• [TEXT BLOCK]

_ _ _ _ _

Culture

What College Should I Attend?

Jon Harris

Over the past few years, multiple people have approached me with questions like: “Where should I send my children to college?” and “Are there any good seminaries left?” Conservatives are more cautious about higher education than they have ever been, and for good reason. Just recently The Sentinel published an article with the headline: “Over half of Southern Baptist universities have DEI infrastructures.” I do not want to discourage conservatives more than they already are, but the reality is this: the problems associated with a DEI office are merely the tip of the iceberg.

Growing Compromise

For years, under the noses of many parents, Christian educators introduced ideas that undermined the very Christianity they claimed to be committed to in most secondary-level Christian institutions. I was surprised when I encountered ideas supporting Darwinism, social justice, and liberation theology when attending a Southern Baptist seminary. I saw first-hand how seminary could serve as an off-ramp from the Christian faith altogether. 

Unfortunately, the compromises taking place are relatively hidden from potential students and their parents. In July, the Family Research Council’s Washington Stand claimed Grove City College was the top conservative college in the country. Yet, an ongoing controversy over ideas consistent with critical race theory has dogged the school for the past year. National media has even reported on it. The administration shows little sign of contrition or even course correction. Yet, one of the biggest conservative Christian political organizations gave them their full endorsement over other colleges with better track records. 

Another dynamic that keeps these issues hidden is the fact that most professors pushing the envelope left genuinely believe they are strengthening the faith of their students. Most do not wear their false teachings or political activism on their sleeve. The seminary I graduated from certainly knew how to put on a good show for parents. All of this made me somewhat cynical around 2017. Since 2020, half the country now shares my cynicism. 

So what are the options, precautions, and recommendations for parents considering higher education for their young adults?

Christian? Secular? Skip?

The first thing I tell parents is that they need to prepare their children to encounter common errors no matter where they go to college. The reality is that even the best Christian colleges will likely include some bad teaching somewhere. I know this from personal experience and the overwhelming testimony I receive in my inbox. Most students simply do not recognize error when they see it. There are multiple reasons for this.

Many students do not know how to reason well before going to college. Parents can supplement this by teaching them logic, hermeneutics, historiography, or related disciplines that allow students to work through more than just mathematical problems. Many students also tend to be passive and accept what they are told without critical examination. This is a character issue that parents can address by gradually introducing responsibility and leadership opportunities during their teenage years. Things like sports, youth programs, businesses, or other activities are helpful in this regard.

_ _ _ _ _

• [GIVEN INFORMATION]
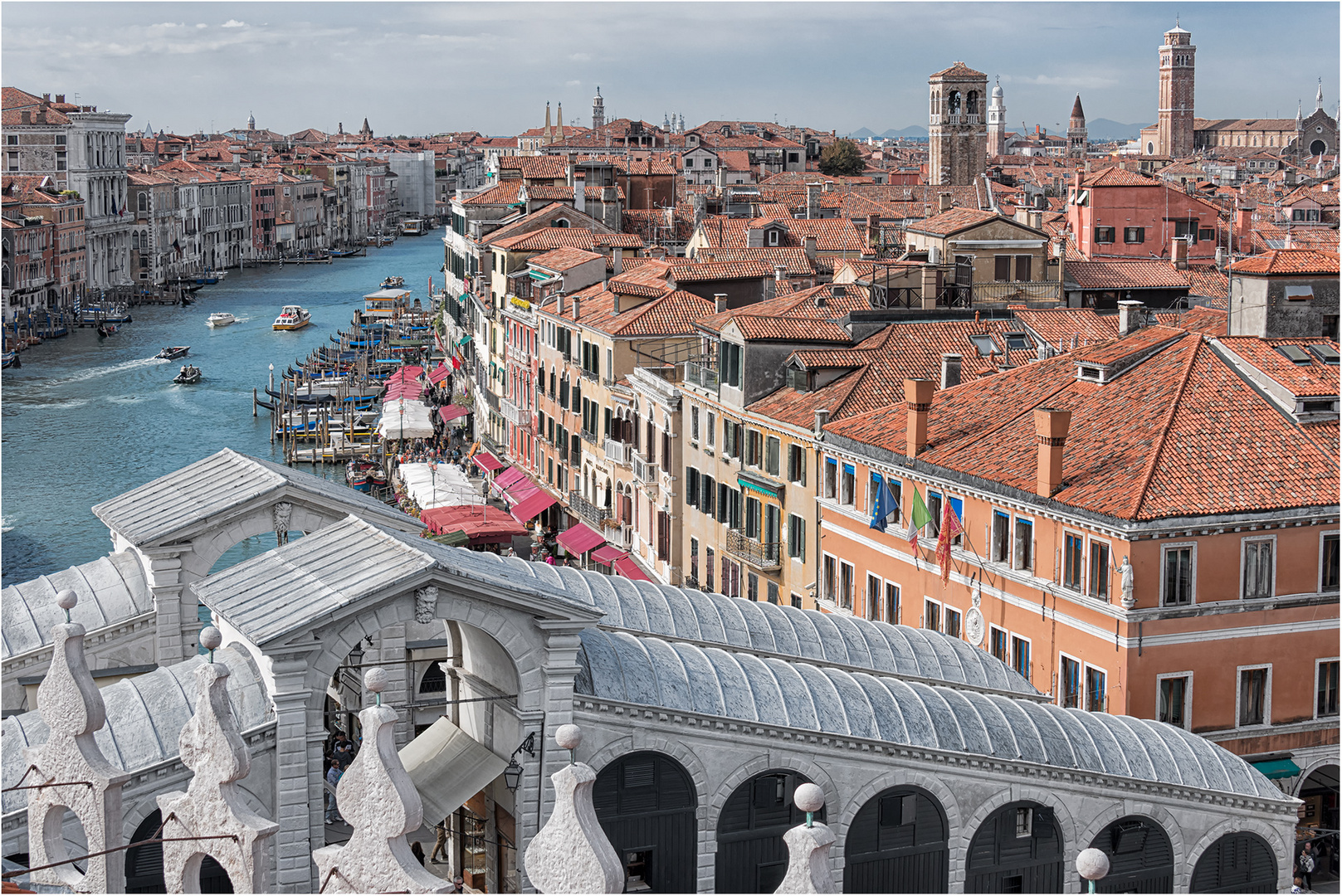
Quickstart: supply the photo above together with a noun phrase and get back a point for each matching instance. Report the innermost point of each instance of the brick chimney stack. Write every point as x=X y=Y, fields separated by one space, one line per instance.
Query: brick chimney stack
x=1051 y=428
x=918 y=402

_ _ _ _ _

• [PARTS OF THE EXERCISE]
**1.** In the college-choice article, what did the Family Research Council's Washington Stand claim in July?
**2.** Reproduce the college-choice article word for word between "Christian? Secular? Skip?" and "reasons for this.", inclusive.

• [ANSWERS PER TASK]
**1.** It claimed that Grove City College was the top conservative college in the country.

**2.**
Christian? Secular? Skip?

The first thing I tell parents is that they need to prepare their children to encounter common errors no matter where they go to college. The reality is that even the best Christian colleges will likely include some bad teaching somewhere. I know this from personal experience and the overwhelming testimony I receive in my inbox. Most students simply do not recognize error when they see it. There are multiple reasons for this.